WHAT YOU NEED TO DO: The answer is the data below, repeated exactly, with no pictures included.

[Records drawn from a dataset]
■ ■ ■
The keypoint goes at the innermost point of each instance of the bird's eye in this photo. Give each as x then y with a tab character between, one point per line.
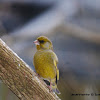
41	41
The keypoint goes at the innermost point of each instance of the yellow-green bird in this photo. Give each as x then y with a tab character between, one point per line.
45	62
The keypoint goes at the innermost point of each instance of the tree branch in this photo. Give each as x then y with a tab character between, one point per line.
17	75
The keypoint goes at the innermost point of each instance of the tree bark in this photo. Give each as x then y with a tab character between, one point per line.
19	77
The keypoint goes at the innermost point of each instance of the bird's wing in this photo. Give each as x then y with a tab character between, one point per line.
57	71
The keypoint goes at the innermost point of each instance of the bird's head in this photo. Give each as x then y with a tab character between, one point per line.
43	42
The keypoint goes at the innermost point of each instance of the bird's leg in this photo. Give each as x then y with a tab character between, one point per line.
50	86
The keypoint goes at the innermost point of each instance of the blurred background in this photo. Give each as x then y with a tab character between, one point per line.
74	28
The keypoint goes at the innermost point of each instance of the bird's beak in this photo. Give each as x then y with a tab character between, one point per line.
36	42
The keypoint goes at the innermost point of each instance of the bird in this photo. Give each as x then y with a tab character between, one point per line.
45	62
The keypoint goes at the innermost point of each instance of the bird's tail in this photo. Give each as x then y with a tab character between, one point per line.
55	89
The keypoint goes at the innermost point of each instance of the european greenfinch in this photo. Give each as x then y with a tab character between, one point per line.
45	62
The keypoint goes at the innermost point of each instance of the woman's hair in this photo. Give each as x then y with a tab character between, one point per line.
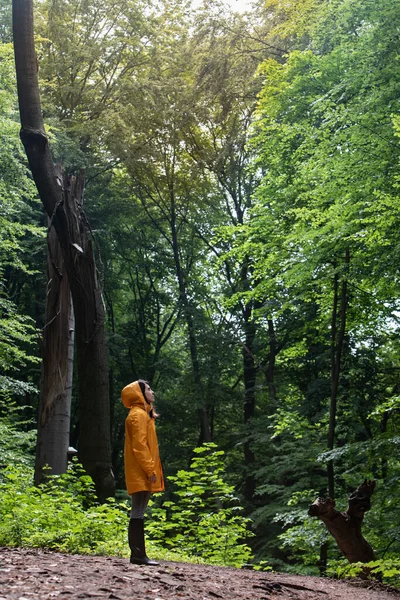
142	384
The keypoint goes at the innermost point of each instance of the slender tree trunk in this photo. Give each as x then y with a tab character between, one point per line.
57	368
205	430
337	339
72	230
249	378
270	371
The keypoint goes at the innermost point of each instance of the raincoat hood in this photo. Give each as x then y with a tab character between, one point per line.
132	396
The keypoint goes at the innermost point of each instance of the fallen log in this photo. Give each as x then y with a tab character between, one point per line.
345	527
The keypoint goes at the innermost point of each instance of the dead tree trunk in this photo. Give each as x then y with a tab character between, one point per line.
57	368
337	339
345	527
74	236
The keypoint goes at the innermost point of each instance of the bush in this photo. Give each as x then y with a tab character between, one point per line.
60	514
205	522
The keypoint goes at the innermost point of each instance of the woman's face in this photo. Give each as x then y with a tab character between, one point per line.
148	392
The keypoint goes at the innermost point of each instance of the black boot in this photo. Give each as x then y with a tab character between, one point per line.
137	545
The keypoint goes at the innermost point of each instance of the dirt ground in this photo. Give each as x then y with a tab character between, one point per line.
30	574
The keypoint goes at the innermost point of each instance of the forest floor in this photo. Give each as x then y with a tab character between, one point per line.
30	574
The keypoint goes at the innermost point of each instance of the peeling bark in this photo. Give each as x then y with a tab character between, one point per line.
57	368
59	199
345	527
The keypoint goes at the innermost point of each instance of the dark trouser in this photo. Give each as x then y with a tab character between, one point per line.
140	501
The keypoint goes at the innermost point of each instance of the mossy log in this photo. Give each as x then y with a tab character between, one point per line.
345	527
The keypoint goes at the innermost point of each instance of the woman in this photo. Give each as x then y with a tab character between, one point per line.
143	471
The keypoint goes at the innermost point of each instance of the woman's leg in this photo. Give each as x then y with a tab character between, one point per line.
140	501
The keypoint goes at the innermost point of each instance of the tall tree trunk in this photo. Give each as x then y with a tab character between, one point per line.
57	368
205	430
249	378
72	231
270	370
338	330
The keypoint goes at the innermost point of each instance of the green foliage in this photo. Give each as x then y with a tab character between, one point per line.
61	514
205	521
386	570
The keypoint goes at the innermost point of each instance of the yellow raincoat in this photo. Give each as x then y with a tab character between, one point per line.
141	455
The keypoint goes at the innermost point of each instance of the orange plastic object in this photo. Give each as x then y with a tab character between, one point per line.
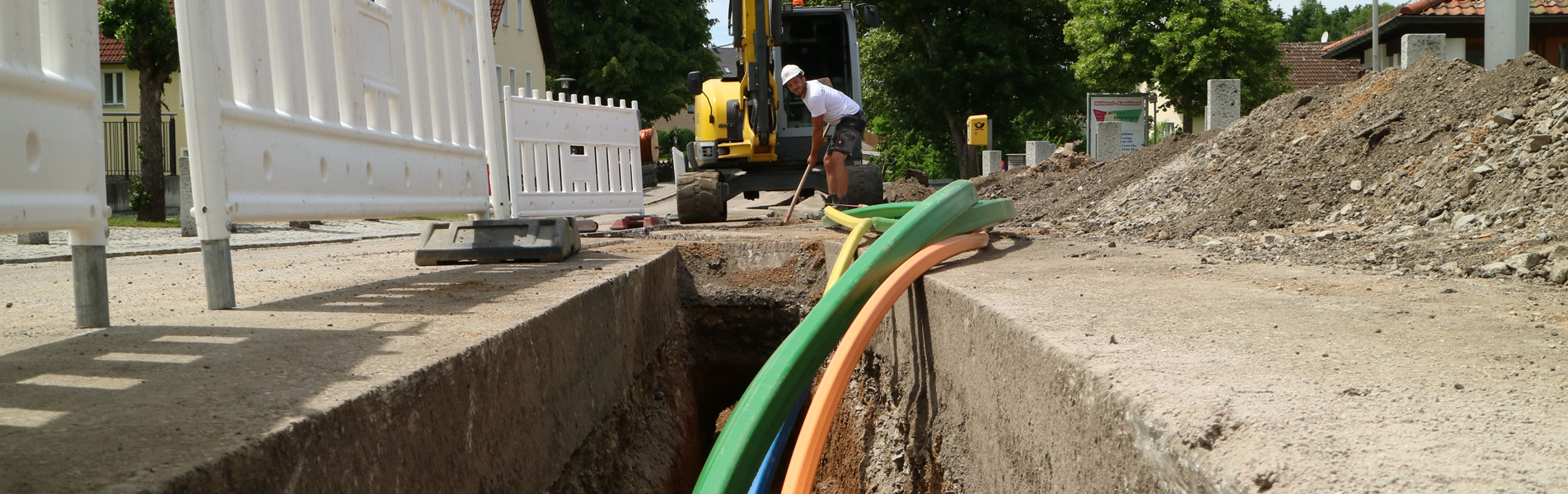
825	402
■ ■ ■
SOLUTION TO THIS EXERCISE:
The keypoint goes at the innermost point of each instance of the bird's eye in this photo. Give each as x then y with a tab character between, one point per line.
41	41
The keypoint goes at the innermost point of each instance of the yellow-green bird in this photo. Give each as x then y with a tab character between, one point per line.
45	62
The keypoint goes at the innermost point of each instance of the tree branch in this photo. Give each as x then y with a tab character between, one point per line.
17	75
The keypoint goes at the innermost point of each instance of the tree bark in this photo. Give each as x then y with a tab character between, one point per line.
19	77
The keypoint goes at the innermost point of each instance of the bird's wing in this photo. Give each as x then y with a tab character between, one point per line.
57	71
The keypoint goes at the innermost point of each instance of the bird's head in this photo. Give each as x then y with a tab character between, one point per line.
43	42
The keypoint goes at the innermost point of each instance of the bird's leg in this photo. Give each as x then y with a tab character between, one point per line.
50	86
The keypoint goes at the innermost point of each instance of the blurred background in this photo. Give each as x then y with a tab character between, one point per line.
74	28
The keypoint goes at the innermost point of each instance of the bird's beak in this photo. Give each as x then y with a tab character between, one point per line.
36	42
The keypoint goes at the innermost point of each instance of the bird in this photo. Give each as x then y with a tab character between, one point per line.
45	62
The keypoint goes at the innermost point of each instance of the bird's tail in this photo. Give each as x then y with a tab character between, one point per line.
55	89
The keypoint goes at the innermost point of each instance of the european greenfinch in this photo. Give each as x then y with a tab character between, one point per line.
45	62
The keypoint goes at the innermost point of each instance of the woman's hair in this photo. Give each as x then y with a tab character between, one point per line.
142	384
The keypoint goes at the innermost point of each instance of the slender tree trunk in this photo. Give each as x then y with a tab character between, one point per line.
57	368
205	430
337	339
72	230
249	378
270	371
The keypoint goes at the innermost point of each instance of the raincoat hood in this photo. Give each as x then y with a tab character between, one point per line.
132	396
The keypoint goes at the innermost point of each instance of the fallen log in this photo. Give each as x then y with a tab character between, one point per line.
345	527
The keypoint goes at the innermost point of each instance of the dead tree trunk in this photo. Give each as x then y with a tab character between, one point per line.
57	368
337	339
345	527
74	236
The keypoint goes at the innermost point of each instance of the bush in this photo. Give each as x then y with a tab character between, one point per line.
60	514
205	522
The keypoint goes at the innermost point of each instance of the woman's face in this photo. Give each as x then y with a tab character between, one point per line.
148	392
The keypoint goes at the innermost point of each instance of the black boot in this photo. Give each as x then y with a tab character between, one point per line.
137	545
The keypoint goes at the innermost point of each instance of the dirt ground in this photo. Give each as x then y with a tab character between, one point per line.
30	574
The keypoint goes at the innermost point of each instance of the forest floor in this photo. Give each as x then y with a tab character between, one point per line.
30	574
The keypoint goes at the innermost point of each instance of the peeling bark in this photo. Give each as x then y with a tab character between, one point per line.
57	368
59	199
345	527
The keypoint goes at the innermost point of each instance of the dark trouser in this photo. Give each as x then y with a tab character between, one point per line.
140	501
The keypoint goes at the innermost point of each instance of the mossy log in this photo. Give each as x then y with a tab character between, one point per line.
345	527
The keypoint goes at the innermost point of each instance of the woman in this photo. Give each as x then y with a tab character between, one point per line.
143	471
The keypoint goes at the innermost point of each instance of the woman's leg in this photo. Give each as x then y with a tab character between, one point per line.
140	501
The keypoint goes at the innermost point of each instance of the tall tree trunk in this photo. Give each as x then y with a tab character between, one point per line.
57	368
205	430
249	378
72	231
270	370
338	330
The keypoint goes at the innermost point of each instance of the green foliage in this photo. Give each as x then y with a tab character between, one point per line.
61	514
205	521
386	570
The keypoint goes at the innermost point of each instance of the yellow raincoat in this photo. Give each as x then y with a tab character between, one point per line.
141	455
The keypoint goes at the innermost point of each instance of the orange plastic object in this photo. Give each as x then y with a tab character between, one point per line.
825	402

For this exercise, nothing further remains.